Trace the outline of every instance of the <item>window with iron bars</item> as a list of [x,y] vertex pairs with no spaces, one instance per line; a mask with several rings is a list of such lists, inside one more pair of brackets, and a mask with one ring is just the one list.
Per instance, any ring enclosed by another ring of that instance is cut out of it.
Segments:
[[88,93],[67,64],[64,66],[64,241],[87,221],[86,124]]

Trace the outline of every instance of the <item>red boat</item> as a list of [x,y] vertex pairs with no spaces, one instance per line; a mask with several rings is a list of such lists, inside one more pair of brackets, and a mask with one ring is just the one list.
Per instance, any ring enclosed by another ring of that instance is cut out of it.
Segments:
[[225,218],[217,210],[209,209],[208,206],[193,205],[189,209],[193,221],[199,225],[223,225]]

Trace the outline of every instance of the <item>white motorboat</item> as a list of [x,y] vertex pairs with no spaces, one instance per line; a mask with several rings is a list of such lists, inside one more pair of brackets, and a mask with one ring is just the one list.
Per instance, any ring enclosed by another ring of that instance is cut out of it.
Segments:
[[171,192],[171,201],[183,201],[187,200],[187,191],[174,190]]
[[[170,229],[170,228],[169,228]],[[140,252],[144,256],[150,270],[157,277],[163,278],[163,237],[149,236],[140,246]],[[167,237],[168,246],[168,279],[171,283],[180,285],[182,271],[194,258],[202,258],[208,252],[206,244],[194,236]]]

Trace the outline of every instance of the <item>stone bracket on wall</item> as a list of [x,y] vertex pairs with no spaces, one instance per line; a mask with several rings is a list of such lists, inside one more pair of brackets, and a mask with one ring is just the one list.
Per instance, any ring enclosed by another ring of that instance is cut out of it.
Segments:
* * * * * * *
WHAT TO WORK ON: Render the listing above as a Markdown table with two columns, Row and Text. Put a row number in Row and the line in Text, one row per line, and leave out blank lines.

SOLUTION FOR THIS PROBLEM:
| Row | Text |
|---|---|
| 1 | Trace the outline of every instance of the <item>window with iron bars</item> as a list of [x,y] vertex pairs with no spaces, one instance per line; a mask with several rings is a list of such lists, inside one more pair of brackets, and a mask with one ring is just the one list. |
| 2 | Per instance, any ring enclosed by another ring of that instance is cut out of it. |
| 3 | Segments: |
| 4 | [[88,93],[67,64],[64,66],[64,241],[87,221],[86,124]] |
| 5 | Trace the outline of every instance of the <item>red boat</item> as a list of [x,y] vertex pairs with no spaces, one instance per line; a mask with several rings is a list of such lists, inside one more pair of brackets, and a mask with one ring is just the one list. |
| 6 | Per instance, any ring enclosed by another ring of that instance is cut out of it. |
| 7 | Segments: |
| 8 | [[225,218],[217,210],[209,209],[208,206],[193,205],[189,209],[193,221],[199,225],[223,225]] |
| 9 | Trace the outline of every instance of the <item>white motorboat</item> as a list of [x,y] vertex pairs with no spaces, one instance per line; a mask with several rings is a list of such lists, inside one more pair of brackets, and a mask with one ring is just the one list. |
| 10 | Per instance, any ring enclosed by another ring of that instance is cut out of it. |
| 11 | Segments: |
| 12 | [[171,192],[171,201],[183,201],[187,200],[187,191],[174,190]] |
| 13 | [[[170,229],[170,228],[169,228]],[[140,252],[144,256],[150,270],[157,277],[163,278],[163,237],[149,236],[140,246]],[[167,237],[168,246],[168,279],[171,283],[180,285],[182,271],[194,258],[202,258],[208,252],[206,244],[194,236]]] |
| 14 | Trace the outline of every instance of the <item>stone bracket on wall</item> as a list of [x,y] vertex pairs with no spaces, one instance per line; a mask with several rings is a list of such lists, inside one more pair of brackets, and a mask with one ring is just the one list. |
| 15 | Per instance, any ring enclosed by another ring of that instance is cut out of it. |
| 16 | Segments: |